## Source information
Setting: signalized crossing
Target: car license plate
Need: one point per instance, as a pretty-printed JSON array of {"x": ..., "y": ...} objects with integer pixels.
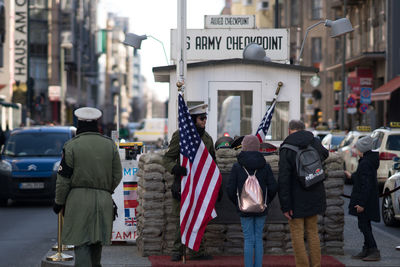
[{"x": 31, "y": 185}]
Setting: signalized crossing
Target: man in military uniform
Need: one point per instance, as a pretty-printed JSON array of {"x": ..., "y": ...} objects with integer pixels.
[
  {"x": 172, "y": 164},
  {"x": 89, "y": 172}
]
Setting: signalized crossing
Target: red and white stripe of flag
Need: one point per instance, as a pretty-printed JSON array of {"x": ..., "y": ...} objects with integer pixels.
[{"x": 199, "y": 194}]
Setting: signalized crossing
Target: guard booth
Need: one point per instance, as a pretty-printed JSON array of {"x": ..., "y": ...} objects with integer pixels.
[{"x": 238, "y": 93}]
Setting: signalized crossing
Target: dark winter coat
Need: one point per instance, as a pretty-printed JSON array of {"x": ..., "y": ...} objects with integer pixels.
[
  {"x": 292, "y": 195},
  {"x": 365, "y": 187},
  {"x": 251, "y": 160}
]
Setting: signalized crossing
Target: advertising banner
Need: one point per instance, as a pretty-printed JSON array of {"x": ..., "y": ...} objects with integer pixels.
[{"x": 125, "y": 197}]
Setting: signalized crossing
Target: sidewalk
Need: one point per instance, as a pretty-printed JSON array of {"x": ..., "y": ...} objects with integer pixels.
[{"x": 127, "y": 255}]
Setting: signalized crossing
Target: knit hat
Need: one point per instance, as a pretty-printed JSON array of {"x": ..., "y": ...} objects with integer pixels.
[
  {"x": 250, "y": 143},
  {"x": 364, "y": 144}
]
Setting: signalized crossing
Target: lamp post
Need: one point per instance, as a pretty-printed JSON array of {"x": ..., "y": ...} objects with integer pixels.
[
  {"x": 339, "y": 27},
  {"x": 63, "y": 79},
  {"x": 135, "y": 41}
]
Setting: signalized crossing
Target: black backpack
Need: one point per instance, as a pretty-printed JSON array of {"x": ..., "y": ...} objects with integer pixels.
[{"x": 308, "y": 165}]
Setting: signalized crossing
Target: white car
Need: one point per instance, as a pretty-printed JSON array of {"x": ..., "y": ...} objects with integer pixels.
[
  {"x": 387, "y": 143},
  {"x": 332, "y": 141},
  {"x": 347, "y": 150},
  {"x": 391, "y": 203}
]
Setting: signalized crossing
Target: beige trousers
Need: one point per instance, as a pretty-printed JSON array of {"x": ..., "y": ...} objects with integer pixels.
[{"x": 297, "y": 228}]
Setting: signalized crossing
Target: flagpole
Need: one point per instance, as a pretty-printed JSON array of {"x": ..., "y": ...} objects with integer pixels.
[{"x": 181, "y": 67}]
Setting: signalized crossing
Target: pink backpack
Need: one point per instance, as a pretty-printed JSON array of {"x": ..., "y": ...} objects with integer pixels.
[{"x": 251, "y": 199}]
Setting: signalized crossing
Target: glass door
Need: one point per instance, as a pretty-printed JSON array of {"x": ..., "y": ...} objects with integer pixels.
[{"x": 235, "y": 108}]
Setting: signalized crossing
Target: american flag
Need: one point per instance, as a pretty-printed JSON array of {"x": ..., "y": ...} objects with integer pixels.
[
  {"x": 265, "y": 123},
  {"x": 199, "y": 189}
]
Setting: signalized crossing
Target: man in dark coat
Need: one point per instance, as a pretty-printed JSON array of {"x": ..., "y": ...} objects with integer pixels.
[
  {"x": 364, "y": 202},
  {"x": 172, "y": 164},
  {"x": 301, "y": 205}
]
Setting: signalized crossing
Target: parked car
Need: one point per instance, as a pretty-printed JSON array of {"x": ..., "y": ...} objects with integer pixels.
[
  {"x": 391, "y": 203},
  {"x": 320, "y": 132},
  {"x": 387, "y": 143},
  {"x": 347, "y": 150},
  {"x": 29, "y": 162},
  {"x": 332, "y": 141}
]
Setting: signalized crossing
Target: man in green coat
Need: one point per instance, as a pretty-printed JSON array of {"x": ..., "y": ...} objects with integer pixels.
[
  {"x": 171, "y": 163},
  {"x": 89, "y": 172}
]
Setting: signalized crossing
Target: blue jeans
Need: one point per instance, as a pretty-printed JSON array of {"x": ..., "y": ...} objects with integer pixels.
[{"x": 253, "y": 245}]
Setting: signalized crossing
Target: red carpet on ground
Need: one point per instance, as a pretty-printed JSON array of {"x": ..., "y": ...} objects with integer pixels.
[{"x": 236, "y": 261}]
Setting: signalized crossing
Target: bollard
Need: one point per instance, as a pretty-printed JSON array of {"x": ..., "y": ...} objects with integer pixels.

## Exercise details
Retype the listing above exactly, please. Pictures do not belong in the copy.

## Your response
Setting: signalized crossing
Target: car license plate
Need: one point per instance, as a pretty-printed JSON array of {"x": ..., "y": ...} objects with integer pixels.
[{"x": 31, "y": 185}]
Setting: signalized crossing
Target: man in military uniform
Need: one point per instance, as a pretty-printed JSON array of {"x": ..., "y": ...} objects with integer pixels.
[
  {"x": 172, "y": 164},
  {"x": 89, "y": 172}
]
Setting: signalized crossing
Target: red and white stripe of flag
Need: one point per instance, as a pretty-printed JSON array of {"x": ..., "y": ...} objects with integer pixels.
[{"x": 199, "y": 194}]
Setting: signalized crossing
Target: guard booth
Need: one point per instance, as a pretty-printed JSON array of {"x": ..., "y": ...} objects with integer pixels.
[{"x": 238, "y": 93}]
Setting: signalized crossing
Target: dark winter coat
Need: one point per instance, as a pretty-printed JSON array of {"x": ..., "y": ...} objects with integer pixels.
[
  {"x": 292, "y": 195},
  {"x": 365, "y": 187},
  {"x": 251, "y": 160}
]
Setting: signalized crossing
Target: advertising banner
Need: one point per instance, as a pretty-printed JSON array of {"x": ..., "y": ...} objects with integer pixels.
[{"x": 125, "y": 197}]
Setting: signalized crossing
Target: sidewalk
Need: one point per instance, as a pretty-printed JSON array of {"x": ..., "y": ...} objects with integer pixels.
[{"x": 127, "y": 255}]
Setting: signalized crossing
Target: knit hat
Need: one point per instance, as a pretty-printed JSON array of {"x": ..., "y": ...} objects with integer pixels.
[
  {"x": 250, "y": 143},
  {"x": 364, "y": 144}
]
Setting: signalized crossing
Target: lamp post
Need: one point per instance, as a pretty-printed JSON array of {"x": ..., "y": ...} objects with integer pixels.
[
  {"x": 339, "y": 27},
  {"x": 63, "y": 79},
  {"x": 135, "y": 41}
]
Setting: signalized crossing
Target: black backpack
Need: one point per instance, as a pretty-printed JSON array of {"x": ..., "y": ...} objects with integer pixels.
[{"x": 308, "y": 165}]
Setting: signalized crossing
Target: white car
Need: one point per instance, as a pretty-printed JSON array of {"x": ..., "y": ...} objects with integer pixels.
[
  {"x": 387, "y": 143},
  {"x": 332, "y": 141},
  {"x": 347, "y": 150},
  {"x": 391, "y": 203}
]
Setting: signalized crossing
Target: beige trousers
Need: one point per instance, as a pretty-printed JSON array of {"x": ..., "y": ...} objects with integer pixels.
[{"x": 297, "y": 228}]
Setting: signalized crossing
Target: flagpole
Need: one point per instance, as a pretty-printed JSON array of {"x": ..., "y": ...} objects with integer pixels.
[{"x": 181, "y": 67}]
Setting: signalized crossing
Target: pink backpack
Need: one point per instance, as a pretty-printed JSON array of {"x": ..., "y": ...} objects with integer pixels.
[{"x": 251, "y": 199}]
Setting: signalized crossing
Target: glass door
Need: one point per instance, as a pretty-printed JSON array of {"x": ..., "y": ...} objects with integer pixels.
[{"x": 235, "y": 108}]
Setting: signalized crossing
Target: american flag
Need: one point per instance, as a pretty-printed JSON array of {"x": ..., "y": ...} objects with integer pixels.
[
  {"x": 265, "y": 123},
  {"x": 199, "y": 189}
]
Setting: signalized crossing
Target: man in dark coat
Need: one point per instance, as a pretty-printed JSON array of {"x": ..., "y": ...} objects with integer pixels.
[
  {"x": 364, "y": 202},
  {"x": 172, "y": 164},
  {"x": 301, "y": 205}
]
Setting: signalized crossing
Target: parked car
Need: one point per instance, as a pretty-printed JSON array of {"x": ..., "y": ...} objects with integer pixels.
[
  {"x": 391, "y": 203},
  {"x": 320, "y": 132},
  {"x": 387, "y": 143},
  {"x": 347, "y": 150},
  {"x": 29, "y": 162},
  {"x": 332, "y": 141}
]
Setting: signalized crossing
Target: man in green coat
Need: one point per instance, as a pretty-printed JSON array of {"x": ..., "y": ...} objects with integer pixels.
[
  {"x": 171, "y": 163},
  {"x": 89, "y": 172}
]
Setting: signalized crossing
Target: blue jeans
Need: one point per instance, as a pretty-printed JSON array of {"x": ..., "y": ...} objects with integer pixels.
[{"x": 253, "y": 245}]
Setting: signalized crossing
Target: red carpet on ground
Need: one point per instance, as a pretty-printed JSON array of {"x": ..., "y": ...} objects with integer pixels.
[{"x": 236, "y": 261}]
Setting: signalized crossing
Target: bollard
Need: one point per instance, as a pretty-printed JSON array of {"x": ..., "y": ...} objects with integer pixels.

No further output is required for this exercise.